**Texto fornecido**:
__________________________________________________

RELATOS DE COMO A FÉ AJUDOU A SUPERAR A MORTE DE ENTES QUERIDOS
“Jesus chorou”: o versículo 35 do capítulo 11 do Evangelho de São João é um dos menores da Bíblia e descreve a reação de Jesus ao saber da morte de Lázaro, um de seus melhores amigos. Lázaro e as irmãs, Marta e Maria, moravam em uma pequena aldeia chamada Betânia, a três quilômetros de Jerusalém. Rebatizada de Al-Azariah, fica na Cisjordânia, no Oriente Médio. Sempre que visitava a Judéia, era na casa de Lázaro que Jesus e seus discípulos ficavam hospedados. Foi lá, a propósito, que ocorreu a famosa cena em que Jesus repreendeu Marta por se preocupar com muitas coisas, enquanto uma só era necessária: “Maria escolheu a melhor parte, e esta não lhe será tirada” (Lc 10,42), disse Jesus.
O trecho que relata a tristeza de Jesus com a perda de Lázaro sempre intrigou Célia Alves Cardoso. “Por que Ele choraria, se iria ressuscitá-lo em seguida?”, perguntava a si mesma. Célia sabia que havia alguma mensagem naquele choro, mas, não conseguia decifrá-la. Só veio a elucidar o mistério quando perdeu o pai, o comerciante Francisco Antônio Cardoso, em 10 de agosto de 2009, vítima de pneumonia. “Jesus chorou porque se importa! Não nos deixa sozinhos em nosso luto, em nossa dor. Ele nos entende!”, afirma a pedagoga de 53 anos. “A maior lição de Jesus foi que podemos chorar, ficar tristes e viver esse luto. Jesus não nos pede para esconder nossas lágrimas ou fingir que está tudo bem. Sou filha única e perder meu pai foi a maior dor que senti em toda minha vida. O luto dói. Então, choramos”, acrescenta.

__________________________________________________

**Ação necessária 1**:
Indique se as afirmações abaixo concordam com o texto sobre fé e luto, respondendo sim ou não a cada uma e citando literalmente as palavras do texto que decidem a resposta. (a) Betânia fica a três quilômetros de Jerusalém. (b) Célia Alves Cardoso tem irmãos. (c) O pai de Célia morreu de câncer.
**Ação necessária 2**:
Continue o texto sobre fé e luto a partir da última frase apresentada.

__________________________________________________

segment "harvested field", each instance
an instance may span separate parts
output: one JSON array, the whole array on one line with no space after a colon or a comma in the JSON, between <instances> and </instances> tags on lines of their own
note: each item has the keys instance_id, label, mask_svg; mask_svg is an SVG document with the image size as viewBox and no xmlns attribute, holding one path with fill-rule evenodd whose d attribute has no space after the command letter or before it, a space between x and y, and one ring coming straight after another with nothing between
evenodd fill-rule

__________________________________________________

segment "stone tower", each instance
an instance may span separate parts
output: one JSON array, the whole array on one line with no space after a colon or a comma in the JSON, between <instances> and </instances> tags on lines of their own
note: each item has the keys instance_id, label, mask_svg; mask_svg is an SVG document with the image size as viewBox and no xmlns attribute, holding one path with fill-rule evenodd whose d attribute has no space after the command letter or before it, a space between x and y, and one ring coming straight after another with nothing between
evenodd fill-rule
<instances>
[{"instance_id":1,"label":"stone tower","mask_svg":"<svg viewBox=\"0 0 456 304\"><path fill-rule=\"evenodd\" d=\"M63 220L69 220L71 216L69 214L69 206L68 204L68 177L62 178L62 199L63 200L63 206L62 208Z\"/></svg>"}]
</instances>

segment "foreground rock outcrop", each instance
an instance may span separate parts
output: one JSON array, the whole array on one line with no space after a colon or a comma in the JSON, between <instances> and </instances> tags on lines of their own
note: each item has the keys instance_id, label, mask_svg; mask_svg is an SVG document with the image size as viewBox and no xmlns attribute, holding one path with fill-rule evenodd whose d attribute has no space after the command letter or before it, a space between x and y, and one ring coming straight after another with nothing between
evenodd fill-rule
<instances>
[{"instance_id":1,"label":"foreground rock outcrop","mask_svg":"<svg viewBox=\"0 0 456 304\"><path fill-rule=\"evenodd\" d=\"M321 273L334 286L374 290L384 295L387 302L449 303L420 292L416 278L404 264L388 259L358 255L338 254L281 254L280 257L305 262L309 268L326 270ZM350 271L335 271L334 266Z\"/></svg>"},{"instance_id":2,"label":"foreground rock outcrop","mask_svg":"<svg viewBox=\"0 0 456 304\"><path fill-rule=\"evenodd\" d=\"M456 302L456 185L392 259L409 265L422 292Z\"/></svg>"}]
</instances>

__________________________________________________

**Resposta final 1**:
(a) Sim: "a três quilômetros de Jerusalém".
(b) Não: "Sou filha única".
(c) Não: "vítima de pneumonia".

**Resposta final 2**:
Para Célia, o choro de Jesus não é um choro de desespero, mas, de saudade.“Jesus não parou nas lágrimas, mas seguiu com sua missão até o fim. É isso que Ele nos chama a fazer. Se estamos aqui, ainda há algo que precisamos fazer e aprender. Que o luto não nos paralise em nossa missão, porque Deus tem planos para cada um de nós”, diz ela. Célia conta que teve a ideia de escrever Jesus chorou: vivendo o luto com o Mestre (Editora Ave-Maria) no auge da segunda onda da pandemia do novo coronavírus. Até hoje, essa pandemia já matou 6,5 milhões de pessoas no mundo inteiro, 687 mil delas só no Brasil. Mais do que uma decisão sua, foi um chamado do Espírito Santo. Um chamado do qual ela tentou “fugir” por três dias, porém, não conseguiu. “Quando Deus nos chama para uma missão, Ele também nos capacita e nos acompanha em todas as etapas necessárias para realizá-la”, assegura.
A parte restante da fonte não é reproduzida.